#### Umrissannotationen
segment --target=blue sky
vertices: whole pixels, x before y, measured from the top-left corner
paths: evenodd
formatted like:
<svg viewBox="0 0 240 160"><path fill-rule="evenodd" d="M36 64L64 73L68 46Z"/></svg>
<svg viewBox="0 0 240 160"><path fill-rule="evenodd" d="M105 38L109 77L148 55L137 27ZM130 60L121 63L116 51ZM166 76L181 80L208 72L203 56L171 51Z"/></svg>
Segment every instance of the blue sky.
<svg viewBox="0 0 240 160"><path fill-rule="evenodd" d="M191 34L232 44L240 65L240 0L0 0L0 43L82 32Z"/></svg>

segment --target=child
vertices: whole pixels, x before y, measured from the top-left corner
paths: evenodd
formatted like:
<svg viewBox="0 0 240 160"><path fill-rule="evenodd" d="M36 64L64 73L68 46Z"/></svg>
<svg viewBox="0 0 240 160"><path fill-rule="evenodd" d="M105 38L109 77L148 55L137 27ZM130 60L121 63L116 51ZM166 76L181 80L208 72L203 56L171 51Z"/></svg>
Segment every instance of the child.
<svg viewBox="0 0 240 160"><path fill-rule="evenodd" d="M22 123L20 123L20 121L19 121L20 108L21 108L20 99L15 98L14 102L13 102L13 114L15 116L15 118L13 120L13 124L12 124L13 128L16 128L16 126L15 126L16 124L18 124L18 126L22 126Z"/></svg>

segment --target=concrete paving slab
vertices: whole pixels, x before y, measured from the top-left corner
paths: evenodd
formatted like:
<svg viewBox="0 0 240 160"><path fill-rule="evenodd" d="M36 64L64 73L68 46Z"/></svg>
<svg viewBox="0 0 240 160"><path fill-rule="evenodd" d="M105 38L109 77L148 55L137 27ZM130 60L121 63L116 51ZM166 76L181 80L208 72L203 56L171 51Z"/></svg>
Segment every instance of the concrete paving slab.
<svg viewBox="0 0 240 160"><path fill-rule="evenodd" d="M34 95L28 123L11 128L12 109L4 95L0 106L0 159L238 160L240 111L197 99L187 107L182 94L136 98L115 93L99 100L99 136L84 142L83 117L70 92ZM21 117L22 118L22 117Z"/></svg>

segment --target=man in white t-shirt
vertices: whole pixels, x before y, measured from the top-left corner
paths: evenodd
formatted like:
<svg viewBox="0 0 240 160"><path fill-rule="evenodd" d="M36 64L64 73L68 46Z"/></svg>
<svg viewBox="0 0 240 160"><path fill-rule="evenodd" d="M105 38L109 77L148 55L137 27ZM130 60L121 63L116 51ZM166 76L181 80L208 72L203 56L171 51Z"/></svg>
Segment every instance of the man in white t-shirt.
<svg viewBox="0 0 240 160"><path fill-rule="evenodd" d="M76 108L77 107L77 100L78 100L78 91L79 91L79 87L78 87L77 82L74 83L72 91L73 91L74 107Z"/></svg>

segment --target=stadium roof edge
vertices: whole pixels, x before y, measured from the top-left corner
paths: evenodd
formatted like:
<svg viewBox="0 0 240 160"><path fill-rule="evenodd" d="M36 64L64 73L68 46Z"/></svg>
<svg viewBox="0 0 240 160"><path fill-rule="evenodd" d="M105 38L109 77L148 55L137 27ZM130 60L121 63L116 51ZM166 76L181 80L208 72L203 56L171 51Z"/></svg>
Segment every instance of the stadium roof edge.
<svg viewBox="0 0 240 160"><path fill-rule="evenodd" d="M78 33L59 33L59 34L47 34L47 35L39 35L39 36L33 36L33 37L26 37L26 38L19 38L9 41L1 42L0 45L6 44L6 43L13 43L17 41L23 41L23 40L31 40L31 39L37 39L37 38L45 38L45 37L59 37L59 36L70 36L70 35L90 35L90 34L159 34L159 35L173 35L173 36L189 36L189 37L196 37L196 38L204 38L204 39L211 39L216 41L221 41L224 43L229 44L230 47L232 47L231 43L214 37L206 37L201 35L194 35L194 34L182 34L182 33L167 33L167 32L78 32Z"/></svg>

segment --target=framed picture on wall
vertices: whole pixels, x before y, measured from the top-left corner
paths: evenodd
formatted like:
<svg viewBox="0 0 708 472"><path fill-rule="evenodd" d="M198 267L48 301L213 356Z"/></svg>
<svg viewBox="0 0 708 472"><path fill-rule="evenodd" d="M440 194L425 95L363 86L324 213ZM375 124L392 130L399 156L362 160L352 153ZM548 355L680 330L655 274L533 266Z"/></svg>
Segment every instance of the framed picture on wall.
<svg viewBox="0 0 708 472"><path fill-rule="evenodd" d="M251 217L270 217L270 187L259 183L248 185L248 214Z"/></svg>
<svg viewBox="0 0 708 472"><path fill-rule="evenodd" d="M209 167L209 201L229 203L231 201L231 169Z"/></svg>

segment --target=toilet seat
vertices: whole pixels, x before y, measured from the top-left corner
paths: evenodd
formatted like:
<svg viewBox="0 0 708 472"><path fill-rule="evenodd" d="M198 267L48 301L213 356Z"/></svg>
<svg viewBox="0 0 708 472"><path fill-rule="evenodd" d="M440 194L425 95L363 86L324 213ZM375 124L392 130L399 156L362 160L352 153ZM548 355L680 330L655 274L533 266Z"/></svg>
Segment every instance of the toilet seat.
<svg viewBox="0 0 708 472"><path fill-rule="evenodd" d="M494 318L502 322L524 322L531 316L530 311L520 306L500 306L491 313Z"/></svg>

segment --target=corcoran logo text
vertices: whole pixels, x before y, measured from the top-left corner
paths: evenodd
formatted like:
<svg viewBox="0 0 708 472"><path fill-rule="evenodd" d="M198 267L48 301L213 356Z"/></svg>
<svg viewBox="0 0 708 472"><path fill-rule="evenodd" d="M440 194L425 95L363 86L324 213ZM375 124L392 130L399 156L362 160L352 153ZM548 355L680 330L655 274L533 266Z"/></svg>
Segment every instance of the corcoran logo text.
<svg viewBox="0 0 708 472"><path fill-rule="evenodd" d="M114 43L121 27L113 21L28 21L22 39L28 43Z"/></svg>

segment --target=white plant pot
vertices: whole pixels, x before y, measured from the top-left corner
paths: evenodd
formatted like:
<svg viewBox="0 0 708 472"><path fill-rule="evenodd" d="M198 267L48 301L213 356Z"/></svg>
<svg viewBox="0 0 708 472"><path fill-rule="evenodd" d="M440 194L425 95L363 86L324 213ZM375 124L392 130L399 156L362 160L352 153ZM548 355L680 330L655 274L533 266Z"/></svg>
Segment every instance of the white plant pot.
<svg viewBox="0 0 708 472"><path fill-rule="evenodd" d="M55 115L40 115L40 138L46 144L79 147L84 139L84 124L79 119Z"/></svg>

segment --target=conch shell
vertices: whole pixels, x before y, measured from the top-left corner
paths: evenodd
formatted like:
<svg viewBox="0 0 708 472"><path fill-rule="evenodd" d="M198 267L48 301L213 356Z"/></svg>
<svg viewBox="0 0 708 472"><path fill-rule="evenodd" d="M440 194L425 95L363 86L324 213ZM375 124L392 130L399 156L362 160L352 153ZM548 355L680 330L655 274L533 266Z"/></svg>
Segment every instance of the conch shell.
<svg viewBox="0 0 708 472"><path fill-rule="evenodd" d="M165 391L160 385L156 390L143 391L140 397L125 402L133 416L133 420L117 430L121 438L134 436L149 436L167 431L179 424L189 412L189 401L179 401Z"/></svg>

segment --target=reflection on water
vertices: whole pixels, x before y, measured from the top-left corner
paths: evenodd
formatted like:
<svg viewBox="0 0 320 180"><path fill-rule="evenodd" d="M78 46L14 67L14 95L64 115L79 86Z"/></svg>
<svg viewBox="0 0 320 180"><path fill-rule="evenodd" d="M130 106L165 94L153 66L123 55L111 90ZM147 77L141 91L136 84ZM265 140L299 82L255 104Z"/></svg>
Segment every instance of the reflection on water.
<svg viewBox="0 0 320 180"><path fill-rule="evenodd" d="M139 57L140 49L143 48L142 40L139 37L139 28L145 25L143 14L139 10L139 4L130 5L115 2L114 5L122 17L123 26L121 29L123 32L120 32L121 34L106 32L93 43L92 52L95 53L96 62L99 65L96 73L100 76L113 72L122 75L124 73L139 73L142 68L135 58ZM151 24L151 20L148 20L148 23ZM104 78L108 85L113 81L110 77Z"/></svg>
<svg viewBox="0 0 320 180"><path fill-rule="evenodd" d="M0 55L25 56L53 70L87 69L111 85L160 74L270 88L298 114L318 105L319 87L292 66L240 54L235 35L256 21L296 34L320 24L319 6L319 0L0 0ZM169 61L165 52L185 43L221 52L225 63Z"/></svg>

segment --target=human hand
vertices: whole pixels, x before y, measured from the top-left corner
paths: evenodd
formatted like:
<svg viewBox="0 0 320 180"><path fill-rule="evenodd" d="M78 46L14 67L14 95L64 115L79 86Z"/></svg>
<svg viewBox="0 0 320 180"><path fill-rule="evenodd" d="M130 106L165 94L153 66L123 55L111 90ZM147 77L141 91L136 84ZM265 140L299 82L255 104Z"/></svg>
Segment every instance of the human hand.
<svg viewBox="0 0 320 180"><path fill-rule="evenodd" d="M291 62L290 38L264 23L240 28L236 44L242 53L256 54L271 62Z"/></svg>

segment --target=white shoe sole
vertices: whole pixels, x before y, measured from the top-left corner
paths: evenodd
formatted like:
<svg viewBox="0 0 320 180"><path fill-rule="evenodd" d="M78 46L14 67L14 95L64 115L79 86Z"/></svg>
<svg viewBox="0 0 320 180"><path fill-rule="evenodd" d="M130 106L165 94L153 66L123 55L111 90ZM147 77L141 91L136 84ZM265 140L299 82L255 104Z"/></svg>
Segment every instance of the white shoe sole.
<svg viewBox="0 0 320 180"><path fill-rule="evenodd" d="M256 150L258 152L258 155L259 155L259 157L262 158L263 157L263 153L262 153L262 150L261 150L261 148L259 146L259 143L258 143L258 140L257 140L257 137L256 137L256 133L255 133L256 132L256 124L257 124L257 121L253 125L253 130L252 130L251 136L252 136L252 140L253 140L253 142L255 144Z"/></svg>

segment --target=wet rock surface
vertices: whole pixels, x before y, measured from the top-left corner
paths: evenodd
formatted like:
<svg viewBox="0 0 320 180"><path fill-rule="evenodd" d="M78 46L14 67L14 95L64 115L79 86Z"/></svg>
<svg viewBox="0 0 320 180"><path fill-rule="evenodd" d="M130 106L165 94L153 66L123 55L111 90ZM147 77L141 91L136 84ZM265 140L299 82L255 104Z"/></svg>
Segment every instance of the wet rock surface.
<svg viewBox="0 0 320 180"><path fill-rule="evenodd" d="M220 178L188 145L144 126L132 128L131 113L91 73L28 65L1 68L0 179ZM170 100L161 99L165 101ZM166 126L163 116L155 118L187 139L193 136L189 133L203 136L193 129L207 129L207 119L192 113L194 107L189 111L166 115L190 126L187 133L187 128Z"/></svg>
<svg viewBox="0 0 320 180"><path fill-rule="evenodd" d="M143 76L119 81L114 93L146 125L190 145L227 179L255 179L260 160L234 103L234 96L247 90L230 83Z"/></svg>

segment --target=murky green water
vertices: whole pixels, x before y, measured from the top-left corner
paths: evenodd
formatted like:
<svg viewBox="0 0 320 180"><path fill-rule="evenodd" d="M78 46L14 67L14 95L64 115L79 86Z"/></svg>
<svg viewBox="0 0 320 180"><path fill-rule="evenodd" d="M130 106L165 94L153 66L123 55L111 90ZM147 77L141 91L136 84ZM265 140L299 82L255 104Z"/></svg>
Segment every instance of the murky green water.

#### Aufgabenbeschreibung
Stellen Sie nur den Abschnitt von der Zeile mit „segment --target=framed picture on wall“ bis einschließlich der Zeile mit „Segment every instance of the framed“ als Markdown-Tabelle mit den Spalten „Nummer“ und „Zeileninhalt“ dar. Lassen Sie dabei Leerzeilen weg.

#### Ergebnis der Übung
| Nummer | Zeileninhalt |
|---|---|
| 1 | segment --target=framed picture on wall |
| 2 | vertices: whole pixels, x before y, measured from the top-left corner |
| 3 | paths: evenodd |
| 4 | formatted like: |
| 5 | <svg viewBox="0 0 708 472"><path fill-rule="evenodd" d="M198 267L48 301L213 356Z"/></svg> |
| 6 | <svg viewBox="0 0 708 472"><path fill-rule="evenodd" d="M440 194L425 95L363 86L324 213ZM375 124L392 130L399 156L362 160L352 153ZM548 355L680 330L655 274L533 266Z"/></svg> |
| 7 | Segment every instance of the framed picture on wall. |